» **GIVEN TEXT**:

§

Concurrent measures of vocabulary, working memory, inference making and comprehension monitoring are
related to reading comprehension skills in 7-10 year olds. Longitudinal studies have shown that vocabulary and
working memory and word reading, grammatical awareness and vocabulary are related to later reading
comprehension.
Children with reading comprehension difficulties show impairment on a range of language tasks. Poor
comprehends demonstrate deficits on higher-level skills relative to same-age good comprehends. Impairments
have been found on measures of working memory, inference making, narrative production and comprehension
monitoring. Weaknesses in syntactic knowledge and processing have also been reported. When vocabulary,
word reading accuracy and/or non-word reading are allowed to vary, lower-level lexical weakness in exception
word reading and semantic processing are also apparent.
Caution for what we conclude from studies for following reasons:
1. There are four different ways that a skill can be related to comprehension ability: it may be a prerequisite
of reading comprehension, a facilitator, a consequence or an incidental correlate. Comparisons between
good and poor comprehenders do not distinguish between these alternatives.
2. Such comparisons do not establish whether poor comprehenders in general present a particular deficit or
whether every poor comprehender presents that deficit. Different patterns of strength and weakness were
evident across a range of measures important for text comprehension and not all poor comprehenders
experience impairments in all of the skills. There may be subtypes of poor comprehenders with different
fundamental weaknesses.
Potential fundamental weakness is verbal ability, which is strongly correlated with reading comprehension.
Purpose of the study, there are three central issues related to poor reading comprehension:
1. Variations in language and cognitive skills in children with poor reading comprehension
Are there consistent language and cognitive skill deficit associated with poor reading comprehension skills
at 8 years of age?

§

» **RECORD EXTRACTS**:
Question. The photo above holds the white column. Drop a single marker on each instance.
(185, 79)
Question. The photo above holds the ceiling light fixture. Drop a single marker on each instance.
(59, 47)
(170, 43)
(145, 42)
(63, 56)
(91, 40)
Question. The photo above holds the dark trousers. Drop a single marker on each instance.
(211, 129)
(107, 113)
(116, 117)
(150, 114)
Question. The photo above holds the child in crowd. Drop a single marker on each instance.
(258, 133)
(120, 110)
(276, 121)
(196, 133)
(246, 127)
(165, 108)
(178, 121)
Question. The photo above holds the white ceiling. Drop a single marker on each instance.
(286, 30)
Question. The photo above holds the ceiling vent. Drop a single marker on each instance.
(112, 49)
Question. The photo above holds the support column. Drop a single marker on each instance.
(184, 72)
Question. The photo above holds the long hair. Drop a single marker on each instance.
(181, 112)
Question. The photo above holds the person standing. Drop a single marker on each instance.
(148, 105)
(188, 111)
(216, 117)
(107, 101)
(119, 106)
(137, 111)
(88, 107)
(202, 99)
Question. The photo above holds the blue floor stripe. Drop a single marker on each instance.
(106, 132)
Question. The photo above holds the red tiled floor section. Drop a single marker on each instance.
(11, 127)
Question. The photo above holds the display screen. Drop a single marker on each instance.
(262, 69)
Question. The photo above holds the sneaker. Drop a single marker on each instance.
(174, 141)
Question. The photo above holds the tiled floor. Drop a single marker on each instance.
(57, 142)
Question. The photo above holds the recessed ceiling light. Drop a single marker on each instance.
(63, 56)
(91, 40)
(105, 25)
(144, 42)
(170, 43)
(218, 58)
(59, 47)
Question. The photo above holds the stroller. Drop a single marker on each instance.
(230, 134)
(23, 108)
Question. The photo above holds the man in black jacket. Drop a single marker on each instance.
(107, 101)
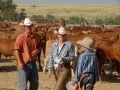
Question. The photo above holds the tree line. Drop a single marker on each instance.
(8, 13)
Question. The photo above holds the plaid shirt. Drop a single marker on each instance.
(87, 62)
(67, 52)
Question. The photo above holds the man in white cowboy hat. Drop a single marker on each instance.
(27, 46)
(87, 65)
(62, 53)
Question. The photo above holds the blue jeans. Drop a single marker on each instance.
(29, 73)
(88, 80)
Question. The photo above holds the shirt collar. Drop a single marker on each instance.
(27, 34)
(65, 42)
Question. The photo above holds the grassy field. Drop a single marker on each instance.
(88, 11)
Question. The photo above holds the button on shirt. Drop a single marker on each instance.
(26, 43)
(67, 52)
(87, 62)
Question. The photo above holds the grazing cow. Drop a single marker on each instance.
(106, 46)
(115, 54)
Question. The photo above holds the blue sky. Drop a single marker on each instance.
(70, 1)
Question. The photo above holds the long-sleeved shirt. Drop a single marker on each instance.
(67, 52)
(87, 62)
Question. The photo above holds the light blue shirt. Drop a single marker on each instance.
(87, 62)
(67, 52)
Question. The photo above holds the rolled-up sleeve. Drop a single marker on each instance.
(96, 70)
(50, 61)
(71, 56)
(18, 43)
(78, 70)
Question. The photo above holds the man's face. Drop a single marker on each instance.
(81, 49)
(29, 28)
(61, 37)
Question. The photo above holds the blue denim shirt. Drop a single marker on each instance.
(87, 62)
(67, 52)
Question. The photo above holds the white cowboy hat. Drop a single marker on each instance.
(69, 85)
(55, 32)
(62, 31)
(27, 22)
(21, 24)
(87, 43)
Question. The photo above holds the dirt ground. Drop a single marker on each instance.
(9, 78)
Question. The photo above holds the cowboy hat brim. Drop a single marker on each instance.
(84, 45)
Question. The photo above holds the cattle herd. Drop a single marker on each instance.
(106, 39)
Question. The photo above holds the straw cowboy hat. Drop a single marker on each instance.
(87, 43)
(62, 31)
(27, 22)
(69, 85)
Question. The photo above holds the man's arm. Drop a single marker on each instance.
(17, 55)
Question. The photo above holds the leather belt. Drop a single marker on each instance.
(85, 74)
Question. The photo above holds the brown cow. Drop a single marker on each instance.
(106, 46)
(115, 54)
(7, 47)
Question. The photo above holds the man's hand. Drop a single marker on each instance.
(21, 66)
(49, 75)
(75, 85)
(35, 52)
(60, 59)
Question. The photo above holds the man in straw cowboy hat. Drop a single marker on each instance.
(87, 65)
(62, 53)
(27, 46)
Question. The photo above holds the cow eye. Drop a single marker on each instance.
(79, 47)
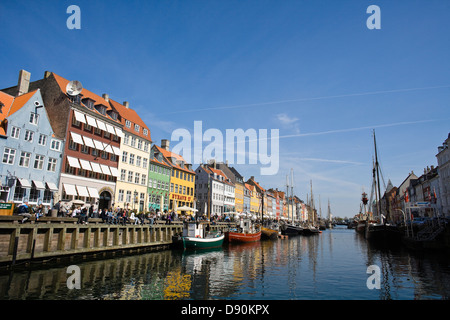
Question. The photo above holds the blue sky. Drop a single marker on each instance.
(311, 69)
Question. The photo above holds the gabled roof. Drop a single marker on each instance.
(20, 101)
(6, 100)
(131, 115)
(168, 155)
(11, 106)
(98, 100)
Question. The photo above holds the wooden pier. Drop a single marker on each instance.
(64, 238)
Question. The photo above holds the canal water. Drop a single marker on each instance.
(329, 266)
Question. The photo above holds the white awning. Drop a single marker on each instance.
(79, 116)
(105, 169)
(73, 162)
(119, 132)
(114, 171)
(107, 148)
(110, 128)
(77, 138)
(70, 189)
(93, 192)
(116, 151)
(38, 184)
(91, 121)
(24, 183)
(101, 125)
(88, 142)
(85, 165)
(96, 167)
(98, 145)
(51, 186)
(82, 191)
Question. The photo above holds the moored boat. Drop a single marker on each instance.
(197, 235)
(246, 232)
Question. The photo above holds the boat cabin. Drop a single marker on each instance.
(195, 229)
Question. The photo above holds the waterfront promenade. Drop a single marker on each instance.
(63, 238)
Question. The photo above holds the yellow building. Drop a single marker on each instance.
(182, 181)
(131, 187)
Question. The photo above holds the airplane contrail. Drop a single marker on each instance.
(307, 99)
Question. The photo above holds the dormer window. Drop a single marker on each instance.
(101, 109)
(89, 103)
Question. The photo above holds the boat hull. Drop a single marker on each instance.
(267, 233)
(242, 237)
(291, 230)
(203, 243)
(310, 231)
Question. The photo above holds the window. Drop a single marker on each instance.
(38, 162)
(34, 118)
(131, 158)
(72, 145)
(9, 155)
(15, 132)
(24, 160)
(55, 145)
(29, 135)
(42, 139)
(51, 166)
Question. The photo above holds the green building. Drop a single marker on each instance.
(158, 182)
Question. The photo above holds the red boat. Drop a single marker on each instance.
(246, 232)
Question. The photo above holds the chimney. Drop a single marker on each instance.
(165, 144)
(24, 82)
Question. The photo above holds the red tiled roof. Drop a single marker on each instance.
(169, 154)
(98, 100)
(131, 115)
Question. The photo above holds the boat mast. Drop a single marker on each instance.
(287, 194)
(292, 194)
(378, 178)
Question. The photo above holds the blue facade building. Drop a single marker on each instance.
(30, 163)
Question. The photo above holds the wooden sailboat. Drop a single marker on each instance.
(247, 231)
(311, 229)
(380, 231)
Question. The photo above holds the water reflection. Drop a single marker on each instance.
(331, 265)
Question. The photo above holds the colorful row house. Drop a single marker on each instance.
(31, 152)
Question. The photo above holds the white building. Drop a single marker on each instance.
(443, 159)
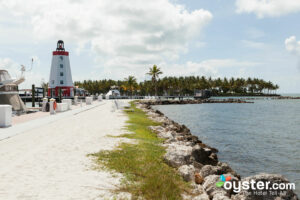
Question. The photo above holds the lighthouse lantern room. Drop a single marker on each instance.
(60, 74)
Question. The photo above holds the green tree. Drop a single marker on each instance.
(154, 72)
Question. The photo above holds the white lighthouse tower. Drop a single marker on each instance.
(60, 74)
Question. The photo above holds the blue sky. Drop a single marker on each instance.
(232, 38)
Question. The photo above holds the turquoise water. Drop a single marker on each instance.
(252, 138)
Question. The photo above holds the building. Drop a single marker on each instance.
(60, 81)
(9, 91)
(113, 93)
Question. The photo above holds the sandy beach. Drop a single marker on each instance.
(49, 160)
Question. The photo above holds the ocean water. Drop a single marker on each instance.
(252, 138)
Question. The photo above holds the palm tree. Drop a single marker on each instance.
(154, 72)
(131, 83)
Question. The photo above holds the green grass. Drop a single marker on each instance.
(141, 163)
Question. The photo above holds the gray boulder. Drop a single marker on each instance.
(221, 168)
(215, 192)
(187, 172)
(178, 155)
(266, 194)
(204, 155)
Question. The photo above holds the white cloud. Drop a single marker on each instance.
(14, 69)
(124, 36)
(293, 46)
(253, 44)
(268, 8)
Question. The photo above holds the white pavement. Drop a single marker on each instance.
(46, 159)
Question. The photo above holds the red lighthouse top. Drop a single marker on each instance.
(60, 49)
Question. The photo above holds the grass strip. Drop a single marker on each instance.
(146, 174)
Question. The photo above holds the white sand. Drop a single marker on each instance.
(49, 162)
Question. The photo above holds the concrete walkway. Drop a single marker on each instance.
(46, 158)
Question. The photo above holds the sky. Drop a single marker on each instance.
(114, 39)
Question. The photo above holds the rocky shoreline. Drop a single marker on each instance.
(198, 163)
(194, 101)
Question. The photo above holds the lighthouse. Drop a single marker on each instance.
(60, 74)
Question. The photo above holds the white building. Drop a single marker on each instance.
(60, 74)
(113, 93)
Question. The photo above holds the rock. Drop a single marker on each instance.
(178, 155)
(265, 194)
(220, 196)
(197, 193)
(203, 196)
(198, 178)
(221, 168)
(215, 192)
(187, 172)
(166, 135)
(204, 155)
(207, 170)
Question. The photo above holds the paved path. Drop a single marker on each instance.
(47, 159)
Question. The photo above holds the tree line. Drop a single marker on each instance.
(180, 86)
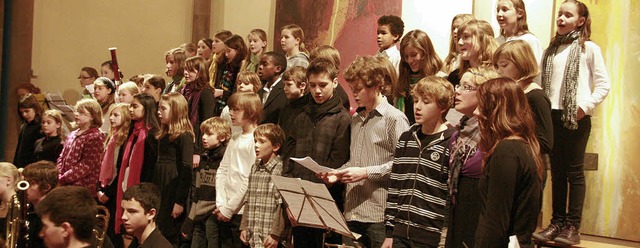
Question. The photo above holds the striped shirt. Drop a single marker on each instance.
(418, 186)
(373, 141)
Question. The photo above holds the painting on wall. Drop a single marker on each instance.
(349, 26)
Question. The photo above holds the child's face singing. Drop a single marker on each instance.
(466, 98)
(125, 96)
(115, 118)
(164, 112)
(508, 69)
(288, 41)
(292, 90)
(136, 110)
(321, 87)
(426, 110)
(245, 86)
(101, 93)
(466, 46)
(190, 75)
(568, 18)
(203, 50)
(107, 72)
(413, 57)
(83, 118)
(28, 114)
(507, 15)
(365, 96)
(237, 117)
(256, 44)
(218, 46)
(171, 66)
(49, 126)
(264, 149)
(150, 89)
(211, 140)
(385, 39)
(267, 69)
(231, 54)
(134, 218)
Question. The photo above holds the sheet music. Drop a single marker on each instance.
(56, 101)
(312, 165)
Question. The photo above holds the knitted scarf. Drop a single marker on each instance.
(107, 169)
(133, 158)
(192, 94)
(570, 78)
(464, 146)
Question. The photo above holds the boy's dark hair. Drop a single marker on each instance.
(216, 125)
(322, 66)
(74, 205)
(296, 74)
(30, 102)
(157, 82)
(147, 194)
(44, 173)
(396, 25)
(273, 133)
(278, 60)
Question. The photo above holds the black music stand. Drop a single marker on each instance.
(311, 205)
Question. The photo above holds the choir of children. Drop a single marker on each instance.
(399, 185)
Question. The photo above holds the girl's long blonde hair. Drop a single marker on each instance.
(483, 40)
(179, 122)
(297, 33)
(120, 133)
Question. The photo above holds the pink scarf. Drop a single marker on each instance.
(108, 166)
(133, 158)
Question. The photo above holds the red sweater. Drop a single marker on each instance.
(79, 162)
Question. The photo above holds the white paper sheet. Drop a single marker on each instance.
(312, 165)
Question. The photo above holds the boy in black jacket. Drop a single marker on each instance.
(215, 136)
(322, 131)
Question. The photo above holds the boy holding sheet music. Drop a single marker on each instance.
(322, 132)
(375, 130)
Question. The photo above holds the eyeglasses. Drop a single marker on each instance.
(465, 88)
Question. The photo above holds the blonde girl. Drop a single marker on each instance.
(172, 173)
(120, 121)
(49, 147)
(418, 59)
(104, 92)
(476, 44)
(512, 18)
(126, 92)
(575, 79)
(257, 39)
(292, 41)
(174, 68)
(30, 112)
(246, 82)
(515, 60)
(79, 162)
(451, 61)
(217, 54)
(199, 97)
(233, 62)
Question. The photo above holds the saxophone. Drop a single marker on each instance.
(16, 234)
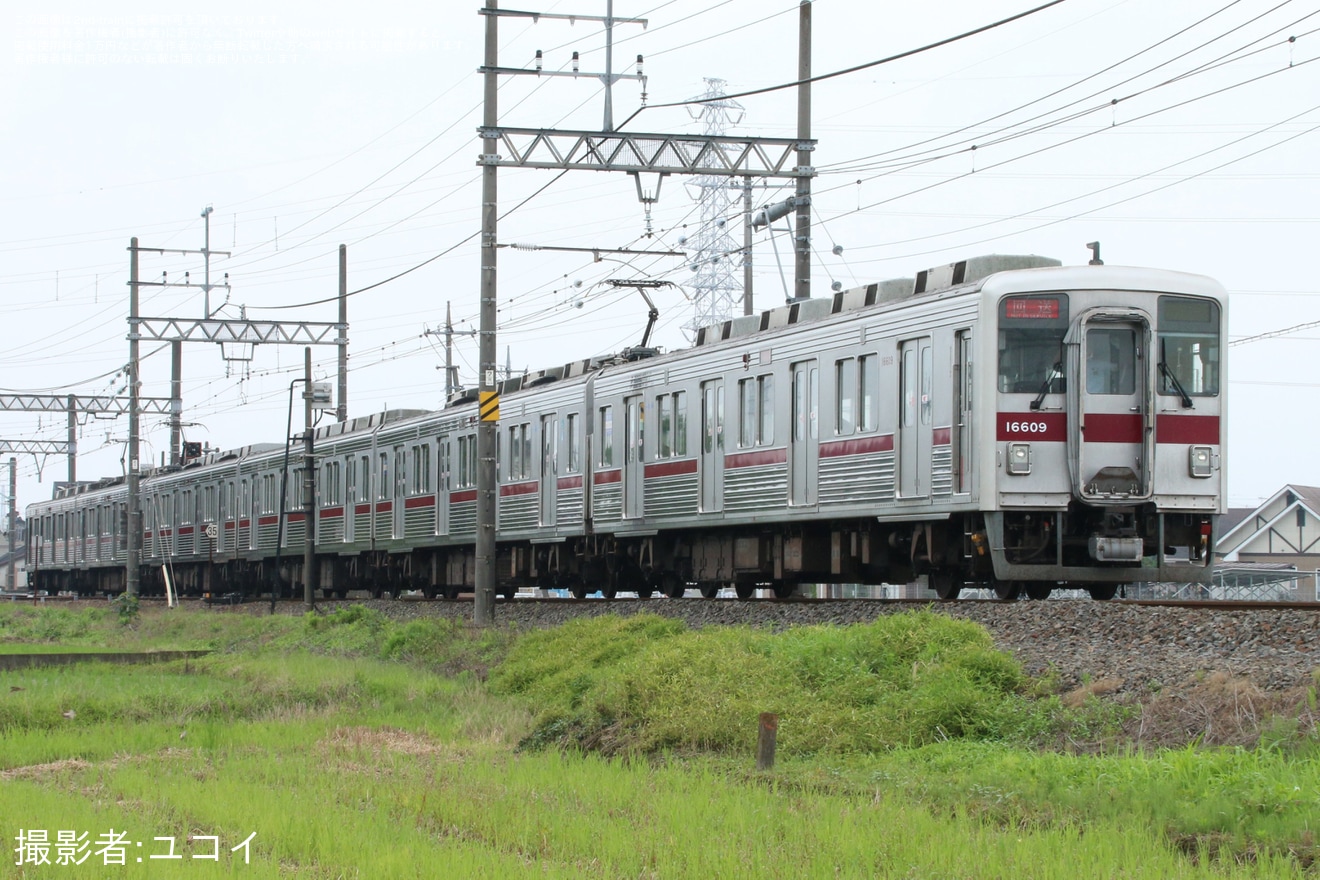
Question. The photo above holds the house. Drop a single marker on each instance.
(1283, 532)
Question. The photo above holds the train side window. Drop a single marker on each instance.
(664, 434)
(466, 462)
(573, 443)
(908, 388)
(927, 383)
(421, 476)
(869, 384)
(766, 396)
(519, 451)
(845, 396)
(606, 434)
(757, 412)
(747, 412)
(680, 424)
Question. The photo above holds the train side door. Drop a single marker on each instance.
(916, 377)
(1113, 408)
(634, 424)
(444, 457)
(400, 490)
(962, 433)
(712, 446)
(804, 437)
(549, 469)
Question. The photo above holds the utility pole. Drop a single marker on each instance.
(309, 486)
(342, 408)
(449, 351)
(132, 574)
(747, 289)
(601, 151)
(487, 486)
(73, 438)
(803, 265)
(225, 331)
(13, 521)
(714, 284)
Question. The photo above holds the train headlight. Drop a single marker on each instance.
(1019, 458)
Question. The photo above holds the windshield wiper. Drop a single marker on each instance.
(1057, 370)
(1168, 374)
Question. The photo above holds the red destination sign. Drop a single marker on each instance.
(1031, 309)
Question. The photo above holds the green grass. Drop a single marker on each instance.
(646, 684)
(354, 747)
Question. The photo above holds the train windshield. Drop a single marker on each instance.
(1031, 343)
(1188, 347)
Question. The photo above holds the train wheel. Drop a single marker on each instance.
(945, 583)
(1039, 590)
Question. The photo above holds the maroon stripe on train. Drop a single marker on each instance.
(672, 469)
(753, 459)
(1187, 429)
(858, 446)
(1112, 428)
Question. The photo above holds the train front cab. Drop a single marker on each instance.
(1108, 465)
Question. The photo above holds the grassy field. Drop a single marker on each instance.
(349, 746)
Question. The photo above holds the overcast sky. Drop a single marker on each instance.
(1180, 135)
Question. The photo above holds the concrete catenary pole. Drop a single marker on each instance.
(483, 600)
(13, 523)
(71, 405)
(342, 409)
(176, 403)
(803, 264)
(135, 511)
(309, 486)
(747, 290)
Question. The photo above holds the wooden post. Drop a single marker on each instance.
(767, 732)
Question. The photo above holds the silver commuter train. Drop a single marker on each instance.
(1001, 422)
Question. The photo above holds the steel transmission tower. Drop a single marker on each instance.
(714, 255)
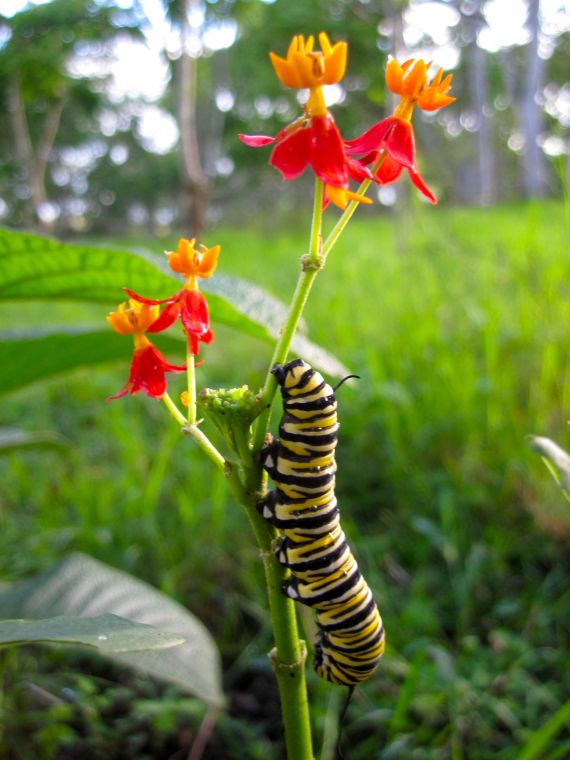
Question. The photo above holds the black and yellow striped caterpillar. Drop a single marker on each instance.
(303, 507)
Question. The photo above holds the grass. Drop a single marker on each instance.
(456, 321)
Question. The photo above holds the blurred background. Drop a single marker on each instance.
(118, 126)
(124, 115)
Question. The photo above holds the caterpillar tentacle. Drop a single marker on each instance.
(324, 573)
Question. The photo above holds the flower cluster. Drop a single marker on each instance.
(143, 316)
(314, 140)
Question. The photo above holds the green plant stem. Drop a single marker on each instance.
(346, 216)
(173, 409)
(344, 219)
(191, 376)
(288, 656)
(194, 432)
(305, 281)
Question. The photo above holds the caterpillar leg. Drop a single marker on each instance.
(266, 506)
(268, 455)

§

» **WHAT THIS EXERCISE ASKS**:
#1 In the reading comprehension text, what are the four ways a skill can be related to comprehension ability?
#2 Please reproduce the stretch of the reading comprehension text from "Concurrent measures of" through "are also apparent.".
#3 Write the next part of the text on reading comprehension, picking up after its last sentence.

» **RESPONSES**:
#1 It may be a prerequisite of reading comprehension, a facilitator, a consequence or an incidental correlate.

#2
Concurrent measures of vocabulary, working memory, inference making and comprehension monitoring are
related to reading comprehension skills in 7-10 year olds. Longitudinal studies have shown that vocabulary and
working memory and word reading, grammatical awareness and vocabulary are related to later reading
comprehension.
Children with reading comprehension difficulties show impairment on a range of language tasks. Poor
comprehends demonstrate deficits on higher-level skills relative to same-age good comprehends. Impairments
have been found on measures of working memory, inference making, narrative production and comprehension
monitoring. Weaknesses in syntactic knowledge and processing have also been reported. When vocabulary,
word reading accuracy and/or non-word reading are allowed to vary, lower-level lexical weakness in exception
word reading and semantic processing are also apparent.

#3
2. Relations between verbal and vocabulary ability and literacy development in children with poor reading
comprehension
Does poor verbal ability or vocabulary knowledge result in a more severe comprehension impairment at 8
years or affect the progress made in reading between 8 and 11 years?
3. Persistence and educational implications of a comprehension impairment
How does poor comprehension when aged 8 impact upon later reading performance an education
attainment?
Method
Two groups of children, good and poor comprehenders -> 23 in each group. First assessed at 7/8 years.
A number of reading and reading-related skills were measured using standardized assessments and own
experimental measures:
1. Vocabulary knowledge -> sight vocabulary was assessed using the Gates-MacGinitie Test (select one out of
four words to go with an accompanying picture). Receptive vocabulary was assessed using the British
Picture Vocabulary Scales.
2. Memory -> one assessment was a listening span task in which children were required to provide a single
word completion for a sentence spoken by the experimenter (processing component) and remember that
word for later recall (storage component). Other assessment was a digit reading task. Children read out
loud groups of three digits (processing) and remembered the final digit for later recall (storage).
,3. Knowledge of syntax -> Test for Reception of Grammar (TROG).
4. General intellectual ability -> estimates of verbal and non-verbal intelligence were made using the WISC-III.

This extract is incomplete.